SOURCE PASSAGE ::
+++

Exhibit 10.12
NEUROGESX, INC.
RESTATED EXECUTIVE EMPLOYMENT
AGREEMENT
This Restated Executive Employment
Agreement (the “Agreement”) is made and entered into by
and between Jeffrey Tobias (the “Executive”) and
NeurogesX, Inc., a Delaware Corporation (the
“Company”), effective as of December 31, 2008 (the
“Effective Date”).
RECITALS
WHEREAS, the Company and Executive
entered into an employment agreement dated November 30, 2005
(the “Prior Employment Agreement”); and
WHEREAS, the Company and Executive
wish to restate the terms of Executive’s employment and
replace in its entirety the Prior Employment Agreement, in order to
come into compliance with Section 409A of the Internal Revenue
Code of 1986, as amended (the “Code”), and any final
regulations and official guidance promulgated thereunder
(“Section 409A”), as set forth below.

+++

INFORMATION GIVEN ::
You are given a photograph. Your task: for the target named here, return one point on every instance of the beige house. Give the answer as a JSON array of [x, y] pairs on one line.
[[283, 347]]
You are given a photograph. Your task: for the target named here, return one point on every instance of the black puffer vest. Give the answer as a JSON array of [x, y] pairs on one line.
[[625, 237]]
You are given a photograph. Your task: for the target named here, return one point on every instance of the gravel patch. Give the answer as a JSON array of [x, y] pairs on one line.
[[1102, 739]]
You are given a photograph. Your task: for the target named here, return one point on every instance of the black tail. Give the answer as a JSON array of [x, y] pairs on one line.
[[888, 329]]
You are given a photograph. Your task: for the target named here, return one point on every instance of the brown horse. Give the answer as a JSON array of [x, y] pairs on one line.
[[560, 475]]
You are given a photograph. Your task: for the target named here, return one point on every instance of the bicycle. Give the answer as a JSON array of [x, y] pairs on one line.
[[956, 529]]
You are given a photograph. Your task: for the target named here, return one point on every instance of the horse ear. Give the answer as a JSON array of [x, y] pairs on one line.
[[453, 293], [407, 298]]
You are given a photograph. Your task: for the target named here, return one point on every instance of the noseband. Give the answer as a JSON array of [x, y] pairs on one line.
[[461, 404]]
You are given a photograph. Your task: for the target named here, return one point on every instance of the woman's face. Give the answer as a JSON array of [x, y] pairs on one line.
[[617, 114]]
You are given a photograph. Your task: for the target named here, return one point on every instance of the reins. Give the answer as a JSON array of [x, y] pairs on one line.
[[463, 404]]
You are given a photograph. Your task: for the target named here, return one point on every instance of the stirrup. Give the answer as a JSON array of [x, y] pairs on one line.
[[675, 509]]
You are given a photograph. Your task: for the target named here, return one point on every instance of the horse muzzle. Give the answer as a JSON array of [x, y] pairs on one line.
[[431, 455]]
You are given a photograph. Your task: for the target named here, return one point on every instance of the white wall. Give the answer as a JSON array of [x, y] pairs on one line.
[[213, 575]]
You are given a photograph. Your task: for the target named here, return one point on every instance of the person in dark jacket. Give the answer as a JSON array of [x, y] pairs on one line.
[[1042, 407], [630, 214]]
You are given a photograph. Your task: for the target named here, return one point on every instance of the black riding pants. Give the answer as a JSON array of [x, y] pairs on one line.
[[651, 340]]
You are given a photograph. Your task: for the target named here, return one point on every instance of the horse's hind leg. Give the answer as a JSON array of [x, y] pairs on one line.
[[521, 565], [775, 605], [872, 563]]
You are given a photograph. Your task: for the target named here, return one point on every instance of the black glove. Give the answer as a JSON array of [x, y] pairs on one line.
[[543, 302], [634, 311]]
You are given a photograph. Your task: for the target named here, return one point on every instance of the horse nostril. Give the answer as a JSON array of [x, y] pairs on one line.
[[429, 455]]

+++

TASK REQUIREMENTS :: In the employment agreement, on what date did the Company and the Executive enter into the Prior Employment Agreement?

RESPONSE TO THIS EXERCISE :: November 30, 2005